▶ [WHAT YOU NEED TO DO]
Reproduce the listing below, switching each occurrence of "tree canopy" to "forest canopy" and leaving everything else unchanged.

▶ [RECORD EXTRACTS]

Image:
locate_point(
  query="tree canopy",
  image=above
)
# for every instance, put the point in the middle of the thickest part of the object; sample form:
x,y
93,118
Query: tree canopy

▶ [RESPONSE TO THE TASK]
Image:
locate_point(
  query="forest canopy",
  image=above
)
# for every instance, put the point in the middle of the thickest part of the object; sample form:
x,y
93,118
Query: forest canopy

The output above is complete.